> **Input rows**:
________________________
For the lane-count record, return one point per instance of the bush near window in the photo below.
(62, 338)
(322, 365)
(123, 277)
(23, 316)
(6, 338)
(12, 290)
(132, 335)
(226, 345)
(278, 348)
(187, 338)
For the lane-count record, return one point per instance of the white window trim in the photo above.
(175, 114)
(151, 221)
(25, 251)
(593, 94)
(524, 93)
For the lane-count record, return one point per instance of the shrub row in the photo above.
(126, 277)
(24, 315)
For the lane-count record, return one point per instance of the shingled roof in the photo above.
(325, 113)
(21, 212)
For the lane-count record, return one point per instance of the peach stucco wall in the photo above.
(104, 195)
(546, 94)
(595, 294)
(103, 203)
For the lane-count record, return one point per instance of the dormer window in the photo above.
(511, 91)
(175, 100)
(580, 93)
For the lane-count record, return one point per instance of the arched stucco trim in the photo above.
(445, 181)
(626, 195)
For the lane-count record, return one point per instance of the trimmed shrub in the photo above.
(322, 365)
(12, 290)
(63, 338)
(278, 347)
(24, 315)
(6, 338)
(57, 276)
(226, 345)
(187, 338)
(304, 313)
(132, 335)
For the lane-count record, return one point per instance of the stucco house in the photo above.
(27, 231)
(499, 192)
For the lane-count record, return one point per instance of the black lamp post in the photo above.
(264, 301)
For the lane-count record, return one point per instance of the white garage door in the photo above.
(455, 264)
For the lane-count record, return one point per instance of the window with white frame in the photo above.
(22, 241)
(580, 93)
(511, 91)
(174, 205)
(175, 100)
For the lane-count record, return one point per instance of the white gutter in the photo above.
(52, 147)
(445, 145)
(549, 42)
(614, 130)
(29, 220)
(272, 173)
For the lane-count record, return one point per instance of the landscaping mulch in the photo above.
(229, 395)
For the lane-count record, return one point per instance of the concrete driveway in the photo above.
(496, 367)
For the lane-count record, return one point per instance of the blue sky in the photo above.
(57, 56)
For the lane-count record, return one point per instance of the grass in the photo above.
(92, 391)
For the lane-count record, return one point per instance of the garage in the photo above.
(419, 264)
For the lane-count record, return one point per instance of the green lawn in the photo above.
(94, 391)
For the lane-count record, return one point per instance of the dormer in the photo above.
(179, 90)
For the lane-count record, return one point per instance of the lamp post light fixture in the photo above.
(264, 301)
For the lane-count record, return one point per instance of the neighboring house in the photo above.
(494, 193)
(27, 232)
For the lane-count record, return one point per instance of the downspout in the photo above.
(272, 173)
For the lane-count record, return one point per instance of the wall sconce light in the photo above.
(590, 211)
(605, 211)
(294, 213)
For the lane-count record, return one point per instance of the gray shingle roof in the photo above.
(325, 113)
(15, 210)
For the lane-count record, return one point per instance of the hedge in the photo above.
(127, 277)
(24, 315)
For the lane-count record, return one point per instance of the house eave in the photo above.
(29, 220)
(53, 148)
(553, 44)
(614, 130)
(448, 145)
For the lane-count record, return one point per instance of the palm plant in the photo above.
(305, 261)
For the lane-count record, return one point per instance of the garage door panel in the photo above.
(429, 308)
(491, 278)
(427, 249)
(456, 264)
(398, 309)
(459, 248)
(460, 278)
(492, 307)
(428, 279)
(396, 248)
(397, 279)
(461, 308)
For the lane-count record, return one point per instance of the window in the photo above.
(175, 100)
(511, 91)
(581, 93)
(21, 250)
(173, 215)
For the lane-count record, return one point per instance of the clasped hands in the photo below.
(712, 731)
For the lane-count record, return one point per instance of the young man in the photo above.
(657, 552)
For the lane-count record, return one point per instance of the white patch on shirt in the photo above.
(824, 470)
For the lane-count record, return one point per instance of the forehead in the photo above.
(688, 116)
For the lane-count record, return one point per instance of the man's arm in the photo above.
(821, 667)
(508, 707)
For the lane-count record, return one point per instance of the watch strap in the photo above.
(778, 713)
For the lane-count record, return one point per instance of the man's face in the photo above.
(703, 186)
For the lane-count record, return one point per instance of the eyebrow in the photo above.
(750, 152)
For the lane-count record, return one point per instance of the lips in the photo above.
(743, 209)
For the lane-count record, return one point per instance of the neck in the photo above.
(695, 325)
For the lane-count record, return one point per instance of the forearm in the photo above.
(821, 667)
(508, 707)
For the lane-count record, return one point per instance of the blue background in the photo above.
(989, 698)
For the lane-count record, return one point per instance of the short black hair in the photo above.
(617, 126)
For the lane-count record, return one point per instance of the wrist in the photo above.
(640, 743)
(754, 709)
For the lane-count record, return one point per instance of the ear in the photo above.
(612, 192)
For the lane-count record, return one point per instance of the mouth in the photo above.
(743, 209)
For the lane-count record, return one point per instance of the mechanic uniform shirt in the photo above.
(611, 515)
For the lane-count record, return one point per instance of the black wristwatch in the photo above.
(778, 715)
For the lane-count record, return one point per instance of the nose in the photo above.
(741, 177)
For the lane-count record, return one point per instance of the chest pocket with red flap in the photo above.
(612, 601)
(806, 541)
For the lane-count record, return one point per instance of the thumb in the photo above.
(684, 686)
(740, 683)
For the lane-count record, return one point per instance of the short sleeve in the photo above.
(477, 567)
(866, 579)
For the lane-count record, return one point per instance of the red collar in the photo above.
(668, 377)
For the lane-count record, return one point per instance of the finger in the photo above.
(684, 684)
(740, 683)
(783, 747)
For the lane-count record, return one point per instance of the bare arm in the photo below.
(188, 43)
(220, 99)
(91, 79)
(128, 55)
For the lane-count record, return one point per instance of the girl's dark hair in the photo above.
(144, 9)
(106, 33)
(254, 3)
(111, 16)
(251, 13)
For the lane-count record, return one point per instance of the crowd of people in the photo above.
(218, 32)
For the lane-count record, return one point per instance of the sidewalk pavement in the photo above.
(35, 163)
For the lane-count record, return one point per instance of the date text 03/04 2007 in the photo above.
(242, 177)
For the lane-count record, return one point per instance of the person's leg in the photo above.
________________________
> **What the task asks**: Write the listing out again, exactly as it reads.

> **The response**:
For the lane-count record, return one point per instance of the bush near window in the photo below.
(62, 338)
(322, 365)
(123, 277)
(23, 316)
(6, 338)
(12, 290)
(132, 335)
(226, 345)
(278, 348)
(187, 338)
For the lane-count record, return one point per instance of the white window trim in the photo above.
(175, 114)
(151, 221)
(25, 251)
(593, 94)
(524, 93)
For the lane-count record, return one point per instance of the shrub row in the photo above.
(126, 277)
(24, 315)
For the lane-count record, return one point per instance of the shingled roof in the photo above.
(325, 113)
(21, 212)
For the lane-count record, return one point per instance of the peach stucco wall in the photo above.
(104, 195)
(546, 94)
(595, 294)
(103, 203)
For the lane-count record, return one point per instance of the dormer window in the photo above.
(511, 91)
(175, 100)
(580, 93)
For the lane-count record, return one point per instance of the arched stucco trim in the photo above.
(445, 181)
(626, 195)
For the lane-count record, return one point per instance of the trimmed shrub in the photo above.
(322, 365)
(12, 290)
(63, 338)
(278, 347)
(24, 315)
(6, 338)
(57, 276)
(226, 345)
(187, 338)
(304, 313)
(132, 335)
For the lane-count record, return one point per instance of the stucco house in the photo above.
(27, 231)
(499, 192)
For the lane-count record, return one point per instance of the black lamp post in the photo above.
(264, 301)
For the lane-count record, return one point per instance of the white garage door in the photo above.
(455, 264)
For the lane-count record, return one point per instance of the window with white frame in the photo above.
(22, 241)
(580, 93)
(511, 91)
(174, 205)
(175, 100)
For the lane-count record, return one point per instance of the white gutter in the photo above.
(52, 147)
(445, 145)
(549, 42)
(614, 130)
(29, 220)
(272, 173)
For the lane-count record, return one point per instance of the landscaping mulch in the photo above.
(229, 395)
For the lane-count record, return one point per instance of the concrete driveway in the photo above.
(496, 367)
For the lane-count record, return one point per instance of the blue sky in the photo above.
(57, 56)
For the lane-count record, return one point per instance of the grass in the photo above.
(92, 391)
For the lane-count record, return one point per instance of the garage in the photo above.
(419, 264)
For the lane-count record, return one point per instance of the green lawn in the photo above.
(94, 391)
For the lane-count record, return one point per instance of the dormer in the photo above.
(179, 90)
For the lane-count record, return one point per instance of the lamp post light fixture in the photo above.
(264, 301)
For the lane-count record, return one point per instance of the neighboring house in the photo above.
(494, 193)
(27, 232)
For the lane-count record, return one point per instance of the downspout in the photo above.
(272, 173)
For the lane-count record, return one point per instance of the wall sconce light in the photo above.
(590, 211)
(605, 211)
(294, 213)
For the lane-count record, return one point per instance of the gray shingle roof in the photo above.
(325, 113)
(15, 210)
For the lane-count record, return one point per instance of the hedge in the photo above.
(127, 277)
(24, 315)
For the lane-count record, return one point per instance of the house eave in the photo above.
(29, 220)
(53, 148)
(553, 44)
(614, 130)
(448, 145)
For the lane-count record, return one point per instance of the palm plant in the photo above.
(305, 261)
For the lane-count record, return one point per instance of the garage door panel in the photo above.
(429, 308)
(491, 278)
(427, 249)
(456, 264)
(398, 309)
(459, 248)
(460, 278)
(492, 307)
(428, 279)
(396, 248)
(397, 279)
(461, 308)
For the lane-count record, return one point per instance of the window in the photo above.
(175, 100)
(511, 91)
(581, 93)
(21, 250)
(173, 215)
For the lane-count record, return one point per instance of the clasped hands in the photo below.
(712, 731)
For the lane-count record, return one point per instance of the young man in the photo above.
(657, 552)
For the lane-count record, return one point per instance of the white patch on shirt in the photo above.
(824, 470)
For the lane-count record, return one point per instance of the forehead in the photo above.
(688, 116)
For the lane-count record, return one point per instance of the man's arm in the photo above.
(821, 667)
(508, 707)
For the lane-count record, return one point per instance of the watch strap in the photo above.
(778, 713)
For the lane-count record, return one point per instance of the man's face in the photo above.
(703, 186)
For the lane-count record, return one point per instance of the eyebrow in the photo above.
(750, 152)
For the lane-count record, return one point per instance of the lips in the photo above.
(743, 209)
For the lane-count record, return one point per instance of the neck in the photo above.
(695, 325)
For the lane-count record, return one point per instance of the forearm in the photo above.
(821, 667)
(508, 707)
For the lane-count record, return one point per instance of the blue background in the photo above.
(989, 698)
For the lane-count record, return one point per instance of the short black hair in the photo above.
(617, 126)
For the lane-count record, return one point per instance of the wrist in the photo above.
(640, 743)
(754, 709)
For the lane-count record, return one point per instance of the ear in the photo above.
(612, 192)
For the lane-count record, return one point per instance of the mouth in the photo above.
(743, 209)
For the lane-count record, return one point per instance of the mechanic uniform shirt in the photo above.
(611, 515)
For the lane-count record, return one point per instance of the black wristwatch in the photo above.
(778, 715)
For the lane-count record, return one point per instance of the nose in the photo above.
(741, 177)
For the lane-count record, return one point per instance of the chest pocket with red flap in the photo above.
(612, 601)
(806, 541)
For the lane-count record, return one point per instance of the thumb in the photo above.
(684, 686)
(740, 683)
For the lane-count record, return one point per instance of the short sleeve in the photo above.
(477, 567)
(866, 579)
For the lane-count record, return one point per instance of the red collar in the photo above.
(668, 377)
For the lane-count record, return one point per instance of the finger in the photo above.
(684, 684)
(740, 683)
(783, 747)
For the lane-count record, return one point per instance of the bare arm in the photo below.
(188, 43)
(220, 99)
(91, 79)
(128, 55)
For the lane-count record, return one point per instance of the girl's dark hair in the photo above.
(144, 9)
(106, 33)
(254, 3)
(111, 16)
(251, 13)
For the lane-count record, return one point per instance of the crowd of people in the photo above.
(218, 32)
For the lane-count record, return one point per instance of the sidewalk pavement in the photo above.
(35, 163)
For the lane-count record, return one point per instance of the date text 03/04 2007 in the photo above.
(242, 177)
For the lane-count record, return one point per instance of the person's leg in the photo above.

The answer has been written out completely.